TEXTO FORNECIDO:
....................

O recurso ao voto por correspondência ou mesmo a utilização de plataformas digitais não deveria parecer, ainda hoje, uma realidade demasiado distante.
As eleições presidenciais do passado domingo decorreram em circunstâncias absolutamente extraordinárias. Se em qualquer ato eleitoral desta natureza há um menor nível de participação, quiçá pela perceção de que a definição da maior figura do Estado tem menor impacto no dia-a-dia futuro dos cidadãos do que qualquer outra eleição, este ato eleitoral já se antecipava ainda menos estimulante.
Por um lado, salvo a clarificação dos resultados numa espécie de microcampeonatos acessórios (pelo segundo ou pelo quarto lugar), apenas faltava aferir a margem da vitória do candidato reeleito.
Por outro, a desmobilização dos principais partidos (por não necessidade de envolvimento no PSD e CDS; e por demissão no Partido Socialista) não apelava também a uma maior participação.

....................

OBJETIVOS:
1. No texto sobre as eleições presidenciais, que partidos não precisavam de se envolver no ato eleitoral?
2. Prossiga o texto sobre as eleições presidenciais a partir da última frase apresentada.

[Rótulos de pontos de objetos]

....................

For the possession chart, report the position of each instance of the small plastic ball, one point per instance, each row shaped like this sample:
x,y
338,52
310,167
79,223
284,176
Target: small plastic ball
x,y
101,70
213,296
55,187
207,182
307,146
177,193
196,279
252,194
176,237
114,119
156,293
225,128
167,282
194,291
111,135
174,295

....................

RESULTADOS:
1. O PSD e o CDS.

2.
No topo de todos estes fatores, a situação pandémica que vivemos, coroada com o ato quase provocatório de realizar umas eleições em pleno período de confinamento generalizado, configurava um risco de menor legitimidade democrática dos resultados apurados.
Da mesma maneira que defendi o adiamento destas eleições – sobretudo pelo sinal erróneo que induziam na população e pelos riscos sanitários que não deixavam de acarretar –, não posso deixar de enaltecer o sentido de responsabilidade de todos quantos exerceram o seu dever cívico e o trabalho excecional de autarcas e membros das mesas, que tudo fizeram para garantir as condições de segurança possíveis.
Essa quase “normalidade democrática” não nos deve, porém, distrair das vicissitudes deste ato eleitoral e da preocupação com a sua correção em eleições futuras.
Em Portugal, não falta vontade e ideias para mexer nas leis eleitorais, introduzindo-lhes maior modernidade, efetividade e representatividade.
São já incontáveis as discussões sobre a eventual redução do número de deputados ou a criação cumulativa com o regime atual de círculos uninominais nas eleições legislativas.
De igual forma, multiplicam-se os modelos para as eleições autárquicas, com a unificação das listas entre a câmara e a assembleia e o “recrutamento” de vereadores dentro ou fora dos eleitos; a prevalência de executivos monocolores; a criação de uma outra “câmara” para os representantes das juntas de freguesia, etc.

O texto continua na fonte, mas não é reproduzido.